* [INSTRUCCIONES]:
A – Reproduce íntegro el texto sobre la historia del champagne.
B – Actualiza las filas desde la que contiene "Tag the shoulder" hasta el final de las filas, cambiando "keypoint" por "landmark" y sin tocar nada más. Escribe solo esas filas.

* [TEXTO PROPORCIONADO]:
Un viaje por la cuna y la historia del champagne

Un viaje por la cuna y la historia del champagne

Por Javier Navia
El valle del Marne es una tierra de milagros comprobados. El más antiguo de ellos ocurrió una noche de 1670 en la cava de la abadía de Hautvillers. Su abad, Dom Pierre Pérignon, sobresaltado por el estallido de una botella, descendió a la fría y cavernosa bodega y tras probar el vino derramado despertó a los demás monjes con un grito que hoy es célebre: “¡Venid, hermanos, venid! ¡Estoy bebiendo estrellas!”. Por supuesto, se trataba de champagne.
Un segundo milagro ocurrió en este valle poco antes de la vendimia de 1914. La Primera Guerra Mundial había estallado semanas atrás y el ejército del Káiser avanzaba imparable hacia París. A comienzos de septiembre, cuando las uvas estaban listas para recogerse, los obuses alemanes podían oírse desde la capital. Pero mientras el gobierno temiendo lo peor se retiraba a Bordeuax, el general Gallieni, gobernador de París, reunió a todos los taxis de la ciudad -unos 600 Renault AG- y trasladó en ellos hasta el poco distante frente a los últimos reservistas. Más que su influencia táctica, el efecto que en la moral del ejército francés produjo este movimiento detuvo la desesperada retirada y frenó en seco a las divisiones alemanas. La batalla pasó a la historia como “el milagro del Marne”, y los alemanes fueron obligados a cavar trincheras dando comienzo a una nueva y brutal forma de guerra que por cuatro años tiñó de sangre los viñedos. Durante el resto del conflicto la capital no volvió a verse amenazada. Nunca hubo una cosecha 1914, pero París se salvó.

Entradas de la colección
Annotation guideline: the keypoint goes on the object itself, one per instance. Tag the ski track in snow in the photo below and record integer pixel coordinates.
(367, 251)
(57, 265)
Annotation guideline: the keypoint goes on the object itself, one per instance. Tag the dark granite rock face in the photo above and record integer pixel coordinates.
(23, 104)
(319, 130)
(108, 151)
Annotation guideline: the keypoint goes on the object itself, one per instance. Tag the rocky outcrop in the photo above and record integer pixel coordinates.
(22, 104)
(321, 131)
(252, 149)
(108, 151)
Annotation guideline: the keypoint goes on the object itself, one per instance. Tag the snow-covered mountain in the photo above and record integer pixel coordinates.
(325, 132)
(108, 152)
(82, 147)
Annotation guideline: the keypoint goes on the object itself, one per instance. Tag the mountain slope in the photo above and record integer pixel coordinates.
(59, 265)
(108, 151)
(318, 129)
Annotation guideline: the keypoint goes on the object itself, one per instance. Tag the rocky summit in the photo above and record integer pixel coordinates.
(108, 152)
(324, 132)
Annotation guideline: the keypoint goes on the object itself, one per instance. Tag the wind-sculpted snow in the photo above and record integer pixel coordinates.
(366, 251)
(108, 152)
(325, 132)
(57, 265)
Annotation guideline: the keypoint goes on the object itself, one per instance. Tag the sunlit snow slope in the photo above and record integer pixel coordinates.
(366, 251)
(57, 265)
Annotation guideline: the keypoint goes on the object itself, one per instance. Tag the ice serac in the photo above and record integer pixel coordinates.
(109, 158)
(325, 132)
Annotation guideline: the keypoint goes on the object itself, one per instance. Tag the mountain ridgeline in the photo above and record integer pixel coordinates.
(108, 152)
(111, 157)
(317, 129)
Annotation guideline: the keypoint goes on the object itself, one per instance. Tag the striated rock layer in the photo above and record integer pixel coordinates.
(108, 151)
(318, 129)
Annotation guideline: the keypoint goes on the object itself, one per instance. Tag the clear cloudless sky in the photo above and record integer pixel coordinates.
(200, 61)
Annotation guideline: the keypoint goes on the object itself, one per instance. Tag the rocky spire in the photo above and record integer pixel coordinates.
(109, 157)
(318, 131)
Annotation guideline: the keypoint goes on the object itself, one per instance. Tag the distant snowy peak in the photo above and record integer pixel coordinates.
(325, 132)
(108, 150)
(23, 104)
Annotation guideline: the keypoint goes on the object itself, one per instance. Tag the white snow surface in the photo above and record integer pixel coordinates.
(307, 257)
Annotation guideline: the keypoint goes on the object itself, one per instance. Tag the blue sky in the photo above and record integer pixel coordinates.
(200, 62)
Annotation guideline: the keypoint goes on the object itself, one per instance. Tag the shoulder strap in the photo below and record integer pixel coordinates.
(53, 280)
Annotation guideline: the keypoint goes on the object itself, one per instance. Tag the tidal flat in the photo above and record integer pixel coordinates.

* [SOLUCIONES DE EJERCICIOS]:
A –
Un viaje por la cuna y la historia del champagne

Un viaje por la cuna y la historia del champagne

Por Javier Navia
El valle del Marne es una tierra de milagros comprobados. El más antiguo de ellos ocurrió una noche de 1670 en la cava de la abadía de Hautvillers. Su abad, Dom Pierre Pérignon, sobresaltado por el estallido de una botella, descendió a la fría y cavernosa bodega y tras probar el vino derramado despertó a los demás monjes con un grito que hoy es célebre: “¡Venid, hermanos, venid! ¡Estoy bebiendo estrellas!”. Por supuesto, se trataba de champagne.
Un segundo milagro ocurrió en este valle poco antes de la vendimia de 1914. La Primera Guerra Mundial había estallado semanas atrás y el ejército del Káiser avanzaba imparable hacia París. A comienzos de septiembre, cuando las uvas estaban listas para recogerse, los obuses alemanes podían oírse desde la capital. Pero mientras el gobierno temiendo lo peor se retiraba a Bordeuax, el general Gallieni, gobernador de París, reunió a todos los taxis de la ciudad -unos 600 Renault AG- y trasladó en ellos hasta el poco distante frente a los últimos reservistas. Más que su influencia táctica, el efecto que en la moral del ejército francés produjo este movimiento detuvo la desesperada retirada y frenó en seco a las divisiones alemanas. La batalla pasó a la historia como “el milagro del Marne”, y los alemanes fueron obligados a cavar trincheras dando comienzo a una nueva y brutal forma de guerra que por cuatro años tiñó de sangre los viñedos. Durante el resto del conflicto la capital no volvió a verse amenazada. Nunca hubo una cosecha 1914, pero París se salvó.

B –
Annotation guideline: the landmark goes on the object itself, one per instance. Tag the shoulder strap in the photo below and record integer pixel coordinates.
(53, 280)
Annotation guideline: the landmark goes on the object itself, one per instance. Tag the tidal flat in the photo above and record integer pixel coordinates.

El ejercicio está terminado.